原文抜粋:

2014年5月28日水曜日

米国歯内療法専門医(Endodontist)とは?

米国歯内療法専門医(Endodontist,エンドドンティスト)とは何でしょうか?

それ以前に多くの方から言われましたが、
“なぜわざわざアメリカに行ってまで、その資格を取りたいのか?”
と言うご質問を受けました。まずこの事から解答したいと思います。

『日本人の方がアメリカ人より器用じゃないですか?』
『日本で歯内療法専門医を目指せばいいじゃないですか?!』
という意見、良く拝聴しました。

仰る事は確かに理解できます。

しかしながら、結論から言うとこの資格は日本では残念ながら得る事ができません。
アメリカで無ければどうしてもならないのです。

例えば、日本の歯科医師免許証を例に挙げてみましょう。
日本の場合は歯科大学を6年修了すると、歯科医師国家試験を受ける資格を得ます。

提供データ:
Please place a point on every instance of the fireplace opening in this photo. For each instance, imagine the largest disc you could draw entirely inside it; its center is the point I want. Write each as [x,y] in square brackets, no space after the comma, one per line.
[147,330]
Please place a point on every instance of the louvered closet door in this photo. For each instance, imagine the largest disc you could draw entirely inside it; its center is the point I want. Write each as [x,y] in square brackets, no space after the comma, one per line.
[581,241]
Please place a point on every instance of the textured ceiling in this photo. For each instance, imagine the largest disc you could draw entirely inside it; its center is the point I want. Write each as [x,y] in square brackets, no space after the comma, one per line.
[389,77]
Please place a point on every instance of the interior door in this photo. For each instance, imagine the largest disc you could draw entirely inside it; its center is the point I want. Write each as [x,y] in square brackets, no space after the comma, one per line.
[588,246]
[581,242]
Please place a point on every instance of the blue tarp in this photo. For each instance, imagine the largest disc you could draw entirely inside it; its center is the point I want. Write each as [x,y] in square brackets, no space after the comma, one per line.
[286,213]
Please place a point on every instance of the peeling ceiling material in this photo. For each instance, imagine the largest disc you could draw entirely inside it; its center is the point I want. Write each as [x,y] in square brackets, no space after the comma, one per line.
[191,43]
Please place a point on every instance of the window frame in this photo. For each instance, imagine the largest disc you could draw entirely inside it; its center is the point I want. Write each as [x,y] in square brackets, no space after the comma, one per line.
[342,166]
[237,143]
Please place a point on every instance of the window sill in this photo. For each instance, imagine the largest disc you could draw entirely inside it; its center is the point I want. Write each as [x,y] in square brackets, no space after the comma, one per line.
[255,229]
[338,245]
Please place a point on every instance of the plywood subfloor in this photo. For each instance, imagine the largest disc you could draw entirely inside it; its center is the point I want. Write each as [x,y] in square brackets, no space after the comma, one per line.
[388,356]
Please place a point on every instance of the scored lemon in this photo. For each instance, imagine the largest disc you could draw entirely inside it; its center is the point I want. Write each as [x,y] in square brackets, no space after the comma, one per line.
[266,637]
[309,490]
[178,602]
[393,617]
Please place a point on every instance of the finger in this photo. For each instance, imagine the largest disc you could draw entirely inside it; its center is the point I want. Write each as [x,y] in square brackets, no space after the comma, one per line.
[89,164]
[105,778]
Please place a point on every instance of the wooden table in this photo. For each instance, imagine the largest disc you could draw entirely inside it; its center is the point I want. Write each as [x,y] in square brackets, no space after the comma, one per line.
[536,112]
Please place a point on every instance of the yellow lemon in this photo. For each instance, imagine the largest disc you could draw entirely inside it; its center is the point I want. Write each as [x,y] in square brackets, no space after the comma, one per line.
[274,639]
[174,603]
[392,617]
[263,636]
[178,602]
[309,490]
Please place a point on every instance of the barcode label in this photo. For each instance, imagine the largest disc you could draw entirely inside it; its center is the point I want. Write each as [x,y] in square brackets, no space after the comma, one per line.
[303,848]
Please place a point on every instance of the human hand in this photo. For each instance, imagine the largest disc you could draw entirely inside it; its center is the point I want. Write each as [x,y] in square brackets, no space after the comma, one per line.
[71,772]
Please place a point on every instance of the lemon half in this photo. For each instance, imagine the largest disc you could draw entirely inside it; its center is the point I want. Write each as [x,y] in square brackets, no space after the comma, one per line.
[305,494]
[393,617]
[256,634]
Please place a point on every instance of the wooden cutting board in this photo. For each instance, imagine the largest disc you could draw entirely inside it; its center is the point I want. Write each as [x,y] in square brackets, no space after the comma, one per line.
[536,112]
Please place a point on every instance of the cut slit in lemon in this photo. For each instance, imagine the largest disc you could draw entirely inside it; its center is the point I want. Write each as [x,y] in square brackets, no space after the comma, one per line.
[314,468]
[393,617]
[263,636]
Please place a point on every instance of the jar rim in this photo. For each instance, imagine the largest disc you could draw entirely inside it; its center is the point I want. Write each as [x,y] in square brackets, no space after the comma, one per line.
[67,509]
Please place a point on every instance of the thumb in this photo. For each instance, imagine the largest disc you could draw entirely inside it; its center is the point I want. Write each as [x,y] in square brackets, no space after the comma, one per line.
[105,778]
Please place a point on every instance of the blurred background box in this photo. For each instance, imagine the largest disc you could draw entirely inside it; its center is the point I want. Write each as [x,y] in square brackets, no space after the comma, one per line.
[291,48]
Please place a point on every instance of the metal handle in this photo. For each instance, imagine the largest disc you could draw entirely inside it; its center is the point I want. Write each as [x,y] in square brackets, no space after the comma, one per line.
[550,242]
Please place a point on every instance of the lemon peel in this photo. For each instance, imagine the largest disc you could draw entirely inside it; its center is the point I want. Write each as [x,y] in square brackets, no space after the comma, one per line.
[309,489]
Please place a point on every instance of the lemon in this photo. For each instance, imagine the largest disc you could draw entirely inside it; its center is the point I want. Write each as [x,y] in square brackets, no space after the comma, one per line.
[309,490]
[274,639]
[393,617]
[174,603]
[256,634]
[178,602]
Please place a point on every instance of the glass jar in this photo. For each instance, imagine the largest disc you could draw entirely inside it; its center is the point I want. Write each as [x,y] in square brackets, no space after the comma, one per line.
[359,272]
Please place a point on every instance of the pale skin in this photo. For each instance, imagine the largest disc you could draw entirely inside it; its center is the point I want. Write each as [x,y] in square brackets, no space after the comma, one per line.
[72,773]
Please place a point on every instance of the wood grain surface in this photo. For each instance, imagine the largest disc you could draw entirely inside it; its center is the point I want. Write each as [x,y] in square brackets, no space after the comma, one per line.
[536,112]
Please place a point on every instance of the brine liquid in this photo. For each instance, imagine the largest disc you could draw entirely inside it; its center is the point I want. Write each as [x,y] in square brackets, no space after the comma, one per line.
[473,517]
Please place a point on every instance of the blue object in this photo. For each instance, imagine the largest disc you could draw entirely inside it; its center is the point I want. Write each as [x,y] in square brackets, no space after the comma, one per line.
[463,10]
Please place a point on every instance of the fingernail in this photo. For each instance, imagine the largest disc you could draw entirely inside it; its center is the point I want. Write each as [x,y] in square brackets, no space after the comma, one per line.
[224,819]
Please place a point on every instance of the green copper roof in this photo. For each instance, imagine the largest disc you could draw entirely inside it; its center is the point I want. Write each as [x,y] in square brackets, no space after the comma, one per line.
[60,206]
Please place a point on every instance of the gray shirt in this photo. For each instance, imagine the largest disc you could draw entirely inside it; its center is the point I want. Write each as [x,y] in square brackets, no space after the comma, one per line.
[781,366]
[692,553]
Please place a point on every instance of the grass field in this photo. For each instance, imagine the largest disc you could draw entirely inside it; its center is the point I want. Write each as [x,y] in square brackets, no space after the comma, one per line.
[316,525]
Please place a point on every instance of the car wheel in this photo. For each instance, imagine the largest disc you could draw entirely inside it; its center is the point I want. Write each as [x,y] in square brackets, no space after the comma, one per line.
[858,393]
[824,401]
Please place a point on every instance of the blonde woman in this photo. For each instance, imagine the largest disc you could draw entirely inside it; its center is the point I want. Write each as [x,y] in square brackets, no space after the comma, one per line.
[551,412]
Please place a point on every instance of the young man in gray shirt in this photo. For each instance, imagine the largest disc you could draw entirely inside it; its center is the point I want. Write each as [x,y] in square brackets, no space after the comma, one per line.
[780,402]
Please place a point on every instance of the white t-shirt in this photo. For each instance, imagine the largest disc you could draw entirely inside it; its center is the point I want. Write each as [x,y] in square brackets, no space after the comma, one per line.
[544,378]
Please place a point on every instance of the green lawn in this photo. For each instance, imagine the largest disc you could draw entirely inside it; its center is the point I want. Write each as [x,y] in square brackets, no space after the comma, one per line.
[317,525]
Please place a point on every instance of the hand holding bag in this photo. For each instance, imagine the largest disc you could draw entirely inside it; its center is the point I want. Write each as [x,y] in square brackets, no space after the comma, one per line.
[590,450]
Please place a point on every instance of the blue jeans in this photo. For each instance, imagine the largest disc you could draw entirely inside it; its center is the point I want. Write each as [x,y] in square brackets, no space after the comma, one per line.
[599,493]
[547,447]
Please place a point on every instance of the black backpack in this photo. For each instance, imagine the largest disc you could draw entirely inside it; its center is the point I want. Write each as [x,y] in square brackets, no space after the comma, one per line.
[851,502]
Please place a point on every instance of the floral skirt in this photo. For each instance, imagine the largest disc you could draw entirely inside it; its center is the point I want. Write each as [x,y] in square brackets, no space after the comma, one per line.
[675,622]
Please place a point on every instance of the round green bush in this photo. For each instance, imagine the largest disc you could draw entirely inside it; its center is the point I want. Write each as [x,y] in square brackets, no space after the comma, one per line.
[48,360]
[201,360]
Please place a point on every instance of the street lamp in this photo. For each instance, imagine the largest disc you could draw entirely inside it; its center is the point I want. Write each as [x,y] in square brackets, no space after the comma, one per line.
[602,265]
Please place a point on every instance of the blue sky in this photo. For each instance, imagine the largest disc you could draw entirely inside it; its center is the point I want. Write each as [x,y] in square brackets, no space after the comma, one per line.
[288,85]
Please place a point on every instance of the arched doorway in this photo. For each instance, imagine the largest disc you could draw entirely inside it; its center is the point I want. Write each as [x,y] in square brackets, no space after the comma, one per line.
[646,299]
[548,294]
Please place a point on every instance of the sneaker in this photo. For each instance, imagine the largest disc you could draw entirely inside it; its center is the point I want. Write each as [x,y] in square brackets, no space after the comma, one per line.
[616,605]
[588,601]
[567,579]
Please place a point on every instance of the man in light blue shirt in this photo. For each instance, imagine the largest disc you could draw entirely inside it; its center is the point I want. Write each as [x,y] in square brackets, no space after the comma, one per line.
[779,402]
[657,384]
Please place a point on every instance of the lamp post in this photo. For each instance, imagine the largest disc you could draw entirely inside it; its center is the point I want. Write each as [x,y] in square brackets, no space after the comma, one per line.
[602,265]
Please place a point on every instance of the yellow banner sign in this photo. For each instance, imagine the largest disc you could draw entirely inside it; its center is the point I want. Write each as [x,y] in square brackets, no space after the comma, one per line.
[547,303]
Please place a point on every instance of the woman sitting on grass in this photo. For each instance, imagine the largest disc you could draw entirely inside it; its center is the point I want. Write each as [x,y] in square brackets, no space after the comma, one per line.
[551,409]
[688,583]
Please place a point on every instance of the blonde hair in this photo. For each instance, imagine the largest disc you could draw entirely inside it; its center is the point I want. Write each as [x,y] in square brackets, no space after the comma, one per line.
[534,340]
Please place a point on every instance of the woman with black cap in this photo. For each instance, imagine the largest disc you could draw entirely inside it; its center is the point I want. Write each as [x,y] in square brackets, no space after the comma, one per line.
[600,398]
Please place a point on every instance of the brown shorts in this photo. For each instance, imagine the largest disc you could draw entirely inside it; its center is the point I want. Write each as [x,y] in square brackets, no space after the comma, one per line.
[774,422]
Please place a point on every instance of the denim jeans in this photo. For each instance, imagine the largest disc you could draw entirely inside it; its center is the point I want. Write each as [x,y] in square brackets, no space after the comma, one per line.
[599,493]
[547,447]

課題 A: 原文抜粋にある「しかしながら、結論から言うとこの資格は日本では残念ながら得る事ができません。」という文を英語に訳せ。
課題 B: 原文抜粋のうち、「米国歯内療法専門医(Endodontist,エンドドンテ」を含む語句で始まり「しかしながら、結論から言うとこの資格は日本では残念ながら得る事ができません。」で終わる部分を、一字も変えずに書き写せ。
ここにある行は、この作業では使わない。

想定解答 A: However, to give the conclusion first, this qualification unfortunately cannot be obtained in Japan.

想定解答 B:
米国歯内療法専門医(Endodontist,エンドドンティスト)とは何でしょうか?

それ以前に多くの方から言われましたが、
“なぜわざわざアメリカに行ってまで、その資格を取りたいのか?”
と言うご質問を受けました。まずこの事から解答したいと思います。

『日本人の方がアメリカ人より器用じゃないですか?』
『日本で歯内療法専門医を目指せばいいじゃないですか?!』
という意見、良く拝聴しました。

仰る事は確かに理解できます。

しかしながら、結論から言うとこの資格は日本では残念ながら得る事ができません。